TASK BRIEF
Search the records for the string "metal" and report how many lines contain it, with nothing else.
^^^^
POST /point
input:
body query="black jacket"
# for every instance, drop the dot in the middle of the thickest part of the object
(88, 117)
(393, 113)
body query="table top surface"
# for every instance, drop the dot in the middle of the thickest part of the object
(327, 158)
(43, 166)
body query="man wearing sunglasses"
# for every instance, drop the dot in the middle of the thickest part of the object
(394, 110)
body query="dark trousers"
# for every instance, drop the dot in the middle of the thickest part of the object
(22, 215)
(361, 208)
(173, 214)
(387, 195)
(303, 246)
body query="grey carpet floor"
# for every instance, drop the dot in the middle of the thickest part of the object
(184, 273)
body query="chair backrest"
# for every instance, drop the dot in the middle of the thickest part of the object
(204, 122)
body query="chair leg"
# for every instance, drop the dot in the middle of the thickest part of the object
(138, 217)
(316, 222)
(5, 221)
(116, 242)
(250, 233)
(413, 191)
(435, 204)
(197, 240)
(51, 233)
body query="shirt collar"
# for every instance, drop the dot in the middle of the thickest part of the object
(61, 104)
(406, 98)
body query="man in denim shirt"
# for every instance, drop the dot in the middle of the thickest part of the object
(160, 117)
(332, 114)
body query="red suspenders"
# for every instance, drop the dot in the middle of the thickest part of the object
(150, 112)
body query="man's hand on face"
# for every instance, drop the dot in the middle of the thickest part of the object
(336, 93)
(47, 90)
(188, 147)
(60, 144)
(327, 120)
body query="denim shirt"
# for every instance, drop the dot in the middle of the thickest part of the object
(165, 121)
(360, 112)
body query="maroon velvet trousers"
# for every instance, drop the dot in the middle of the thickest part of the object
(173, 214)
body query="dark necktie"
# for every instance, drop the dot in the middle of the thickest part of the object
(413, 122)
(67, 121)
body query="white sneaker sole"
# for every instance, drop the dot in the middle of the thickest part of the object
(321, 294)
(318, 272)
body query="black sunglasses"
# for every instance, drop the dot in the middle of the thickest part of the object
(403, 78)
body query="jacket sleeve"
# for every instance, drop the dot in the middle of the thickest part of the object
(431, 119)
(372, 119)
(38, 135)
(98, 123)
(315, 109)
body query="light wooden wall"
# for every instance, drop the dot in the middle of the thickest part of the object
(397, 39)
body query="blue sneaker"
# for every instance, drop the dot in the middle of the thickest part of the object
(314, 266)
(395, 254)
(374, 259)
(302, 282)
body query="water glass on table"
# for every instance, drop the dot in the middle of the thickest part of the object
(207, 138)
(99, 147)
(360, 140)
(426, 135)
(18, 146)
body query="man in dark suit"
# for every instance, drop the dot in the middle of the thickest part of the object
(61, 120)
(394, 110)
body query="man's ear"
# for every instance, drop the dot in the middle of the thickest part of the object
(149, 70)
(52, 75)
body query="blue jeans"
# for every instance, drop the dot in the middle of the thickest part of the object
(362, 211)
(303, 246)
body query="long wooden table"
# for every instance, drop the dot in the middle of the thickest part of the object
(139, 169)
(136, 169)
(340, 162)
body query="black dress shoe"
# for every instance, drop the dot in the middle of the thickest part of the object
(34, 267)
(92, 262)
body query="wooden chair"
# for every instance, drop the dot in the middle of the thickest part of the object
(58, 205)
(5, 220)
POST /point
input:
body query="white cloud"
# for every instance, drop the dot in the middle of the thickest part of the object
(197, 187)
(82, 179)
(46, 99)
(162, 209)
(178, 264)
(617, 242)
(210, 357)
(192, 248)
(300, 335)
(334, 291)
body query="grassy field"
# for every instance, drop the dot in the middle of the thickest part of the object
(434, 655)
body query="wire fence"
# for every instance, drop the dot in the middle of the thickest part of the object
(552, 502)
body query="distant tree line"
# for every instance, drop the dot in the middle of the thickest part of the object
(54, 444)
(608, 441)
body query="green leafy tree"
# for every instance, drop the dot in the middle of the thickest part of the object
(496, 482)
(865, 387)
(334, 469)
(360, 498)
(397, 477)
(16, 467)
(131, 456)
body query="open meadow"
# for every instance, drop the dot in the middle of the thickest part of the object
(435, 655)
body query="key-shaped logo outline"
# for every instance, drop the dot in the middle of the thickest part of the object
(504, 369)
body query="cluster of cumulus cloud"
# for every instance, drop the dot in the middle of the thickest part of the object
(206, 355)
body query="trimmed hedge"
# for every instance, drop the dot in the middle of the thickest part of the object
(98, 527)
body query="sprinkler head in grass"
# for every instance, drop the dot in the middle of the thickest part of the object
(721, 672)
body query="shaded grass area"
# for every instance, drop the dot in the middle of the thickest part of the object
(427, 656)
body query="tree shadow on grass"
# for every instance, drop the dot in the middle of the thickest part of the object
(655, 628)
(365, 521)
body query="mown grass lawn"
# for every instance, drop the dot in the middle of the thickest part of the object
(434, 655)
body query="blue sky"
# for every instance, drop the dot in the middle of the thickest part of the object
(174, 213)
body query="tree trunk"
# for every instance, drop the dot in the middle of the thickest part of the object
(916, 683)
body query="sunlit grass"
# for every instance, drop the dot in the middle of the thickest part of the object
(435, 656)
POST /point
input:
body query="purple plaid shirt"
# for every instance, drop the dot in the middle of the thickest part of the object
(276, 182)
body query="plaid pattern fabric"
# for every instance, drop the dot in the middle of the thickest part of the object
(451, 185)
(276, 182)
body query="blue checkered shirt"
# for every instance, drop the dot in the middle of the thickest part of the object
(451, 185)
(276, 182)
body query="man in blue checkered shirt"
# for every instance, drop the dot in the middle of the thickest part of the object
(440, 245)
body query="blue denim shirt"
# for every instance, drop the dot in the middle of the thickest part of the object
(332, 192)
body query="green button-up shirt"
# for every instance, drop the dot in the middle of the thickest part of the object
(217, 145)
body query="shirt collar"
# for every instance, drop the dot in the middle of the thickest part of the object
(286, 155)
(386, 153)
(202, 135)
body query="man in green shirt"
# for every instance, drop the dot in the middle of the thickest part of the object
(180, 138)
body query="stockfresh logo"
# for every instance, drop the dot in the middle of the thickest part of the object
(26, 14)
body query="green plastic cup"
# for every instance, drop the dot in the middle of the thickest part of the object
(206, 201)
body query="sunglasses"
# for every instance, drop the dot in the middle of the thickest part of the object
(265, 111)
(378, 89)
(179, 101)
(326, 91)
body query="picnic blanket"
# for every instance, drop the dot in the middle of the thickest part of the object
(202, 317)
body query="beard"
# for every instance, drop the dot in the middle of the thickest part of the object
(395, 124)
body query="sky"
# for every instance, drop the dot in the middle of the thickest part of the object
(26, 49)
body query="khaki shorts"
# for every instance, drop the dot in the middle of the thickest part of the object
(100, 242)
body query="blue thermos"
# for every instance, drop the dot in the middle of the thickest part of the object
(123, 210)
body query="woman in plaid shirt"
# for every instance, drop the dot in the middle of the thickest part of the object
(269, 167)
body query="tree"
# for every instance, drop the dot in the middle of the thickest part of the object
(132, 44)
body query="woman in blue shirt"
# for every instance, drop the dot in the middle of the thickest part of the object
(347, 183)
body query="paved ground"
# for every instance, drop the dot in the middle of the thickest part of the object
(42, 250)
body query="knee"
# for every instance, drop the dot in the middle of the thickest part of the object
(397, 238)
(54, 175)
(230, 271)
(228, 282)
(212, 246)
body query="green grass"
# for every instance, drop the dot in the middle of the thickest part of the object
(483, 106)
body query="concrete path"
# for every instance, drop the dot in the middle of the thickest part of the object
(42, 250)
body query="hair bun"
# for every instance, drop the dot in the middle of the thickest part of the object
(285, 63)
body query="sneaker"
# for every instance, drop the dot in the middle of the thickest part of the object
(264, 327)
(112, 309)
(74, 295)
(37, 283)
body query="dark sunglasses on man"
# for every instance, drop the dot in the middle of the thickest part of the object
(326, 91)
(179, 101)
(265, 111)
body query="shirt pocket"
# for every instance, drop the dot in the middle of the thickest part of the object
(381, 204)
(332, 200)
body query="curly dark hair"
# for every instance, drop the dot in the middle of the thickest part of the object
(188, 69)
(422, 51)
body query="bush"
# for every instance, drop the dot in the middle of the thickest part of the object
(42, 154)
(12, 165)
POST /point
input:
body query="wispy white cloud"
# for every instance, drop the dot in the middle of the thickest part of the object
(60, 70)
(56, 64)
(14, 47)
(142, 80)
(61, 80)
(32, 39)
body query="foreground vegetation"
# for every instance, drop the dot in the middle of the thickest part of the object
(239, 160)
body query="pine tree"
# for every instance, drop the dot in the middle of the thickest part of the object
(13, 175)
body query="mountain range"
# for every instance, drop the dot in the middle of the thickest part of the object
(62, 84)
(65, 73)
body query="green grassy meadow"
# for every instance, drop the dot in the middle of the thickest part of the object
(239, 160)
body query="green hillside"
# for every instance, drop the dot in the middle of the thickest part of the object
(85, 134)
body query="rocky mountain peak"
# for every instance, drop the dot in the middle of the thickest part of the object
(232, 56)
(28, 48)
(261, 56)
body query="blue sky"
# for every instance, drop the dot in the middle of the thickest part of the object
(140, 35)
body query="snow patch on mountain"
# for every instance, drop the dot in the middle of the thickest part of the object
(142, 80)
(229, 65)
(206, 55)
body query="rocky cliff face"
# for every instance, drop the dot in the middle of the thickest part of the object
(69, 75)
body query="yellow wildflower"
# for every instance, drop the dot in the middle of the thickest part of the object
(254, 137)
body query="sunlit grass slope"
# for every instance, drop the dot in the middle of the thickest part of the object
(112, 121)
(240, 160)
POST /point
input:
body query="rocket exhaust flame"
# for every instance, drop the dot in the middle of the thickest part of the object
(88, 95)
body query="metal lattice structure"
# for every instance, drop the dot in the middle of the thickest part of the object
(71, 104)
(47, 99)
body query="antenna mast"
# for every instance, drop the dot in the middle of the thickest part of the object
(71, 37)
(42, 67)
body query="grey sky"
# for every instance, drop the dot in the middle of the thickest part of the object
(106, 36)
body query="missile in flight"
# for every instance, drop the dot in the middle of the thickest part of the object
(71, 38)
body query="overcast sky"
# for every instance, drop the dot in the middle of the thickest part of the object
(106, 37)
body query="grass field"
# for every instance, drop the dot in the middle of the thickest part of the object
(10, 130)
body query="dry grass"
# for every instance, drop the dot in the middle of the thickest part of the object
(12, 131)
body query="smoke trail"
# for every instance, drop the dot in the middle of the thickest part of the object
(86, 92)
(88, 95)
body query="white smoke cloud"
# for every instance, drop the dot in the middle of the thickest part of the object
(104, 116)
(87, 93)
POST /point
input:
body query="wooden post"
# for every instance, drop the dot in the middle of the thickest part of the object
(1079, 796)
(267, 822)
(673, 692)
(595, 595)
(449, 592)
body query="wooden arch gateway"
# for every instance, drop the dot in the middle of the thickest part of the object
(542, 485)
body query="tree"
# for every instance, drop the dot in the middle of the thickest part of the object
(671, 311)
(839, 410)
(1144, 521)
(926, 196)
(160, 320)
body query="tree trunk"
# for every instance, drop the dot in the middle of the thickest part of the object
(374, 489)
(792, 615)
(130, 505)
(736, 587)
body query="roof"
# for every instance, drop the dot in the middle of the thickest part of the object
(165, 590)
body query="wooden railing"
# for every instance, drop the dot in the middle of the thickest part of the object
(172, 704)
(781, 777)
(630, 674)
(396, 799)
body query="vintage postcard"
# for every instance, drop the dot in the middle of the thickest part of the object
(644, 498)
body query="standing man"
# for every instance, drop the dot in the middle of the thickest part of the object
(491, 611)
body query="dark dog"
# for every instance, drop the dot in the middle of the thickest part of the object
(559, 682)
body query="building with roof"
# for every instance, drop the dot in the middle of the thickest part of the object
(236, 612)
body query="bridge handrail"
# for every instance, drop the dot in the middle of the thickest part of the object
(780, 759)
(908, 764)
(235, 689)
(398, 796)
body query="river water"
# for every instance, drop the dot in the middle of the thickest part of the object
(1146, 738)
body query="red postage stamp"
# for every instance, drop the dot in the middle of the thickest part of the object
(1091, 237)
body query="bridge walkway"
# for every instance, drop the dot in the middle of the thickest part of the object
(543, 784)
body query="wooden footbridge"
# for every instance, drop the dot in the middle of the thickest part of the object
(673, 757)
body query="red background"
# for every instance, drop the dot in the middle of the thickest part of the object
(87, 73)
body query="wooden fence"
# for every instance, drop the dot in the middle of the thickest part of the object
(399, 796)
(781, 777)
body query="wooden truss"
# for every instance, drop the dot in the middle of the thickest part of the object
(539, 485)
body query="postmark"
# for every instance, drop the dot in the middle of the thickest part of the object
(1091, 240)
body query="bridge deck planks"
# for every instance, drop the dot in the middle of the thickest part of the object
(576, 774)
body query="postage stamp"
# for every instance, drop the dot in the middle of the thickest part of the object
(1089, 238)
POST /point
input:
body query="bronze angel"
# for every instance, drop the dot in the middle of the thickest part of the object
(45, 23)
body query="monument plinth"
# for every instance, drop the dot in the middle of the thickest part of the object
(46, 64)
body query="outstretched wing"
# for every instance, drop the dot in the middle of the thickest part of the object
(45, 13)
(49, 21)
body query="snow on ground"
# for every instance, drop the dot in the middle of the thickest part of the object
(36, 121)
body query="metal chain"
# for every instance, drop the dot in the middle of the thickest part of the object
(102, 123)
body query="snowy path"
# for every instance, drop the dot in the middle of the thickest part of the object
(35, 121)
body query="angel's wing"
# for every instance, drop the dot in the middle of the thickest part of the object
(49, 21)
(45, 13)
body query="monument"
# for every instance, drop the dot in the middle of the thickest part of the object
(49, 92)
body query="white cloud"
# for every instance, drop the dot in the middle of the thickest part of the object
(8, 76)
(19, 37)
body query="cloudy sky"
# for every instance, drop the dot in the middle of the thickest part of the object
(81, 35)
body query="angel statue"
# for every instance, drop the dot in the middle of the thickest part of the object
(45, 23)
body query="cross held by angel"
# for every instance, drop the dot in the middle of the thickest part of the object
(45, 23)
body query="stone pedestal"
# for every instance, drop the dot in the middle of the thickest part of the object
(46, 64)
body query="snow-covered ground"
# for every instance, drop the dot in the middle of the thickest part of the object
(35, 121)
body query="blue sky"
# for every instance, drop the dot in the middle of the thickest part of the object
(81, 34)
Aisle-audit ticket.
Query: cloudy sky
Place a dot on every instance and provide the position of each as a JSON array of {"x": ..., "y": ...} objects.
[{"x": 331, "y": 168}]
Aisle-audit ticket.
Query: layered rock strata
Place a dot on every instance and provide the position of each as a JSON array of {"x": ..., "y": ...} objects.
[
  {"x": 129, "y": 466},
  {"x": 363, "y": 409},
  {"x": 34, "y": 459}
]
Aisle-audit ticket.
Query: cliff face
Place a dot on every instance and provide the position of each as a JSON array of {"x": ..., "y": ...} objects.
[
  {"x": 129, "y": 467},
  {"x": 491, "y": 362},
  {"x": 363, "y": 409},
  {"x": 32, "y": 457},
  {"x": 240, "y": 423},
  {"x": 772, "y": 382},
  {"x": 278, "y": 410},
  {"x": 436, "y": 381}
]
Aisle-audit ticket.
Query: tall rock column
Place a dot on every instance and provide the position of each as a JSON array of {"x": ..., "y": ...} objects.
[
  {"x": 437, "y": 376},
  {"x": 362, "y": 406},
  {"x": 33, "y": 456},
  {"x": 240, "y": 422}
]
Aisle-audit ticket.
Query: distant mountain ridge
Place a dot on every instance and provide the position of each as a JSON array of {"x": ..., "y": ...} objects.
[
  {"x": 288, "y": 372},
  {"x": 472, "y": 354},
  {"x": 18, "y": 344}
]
^^^^
COMPLETED EXERCISE
2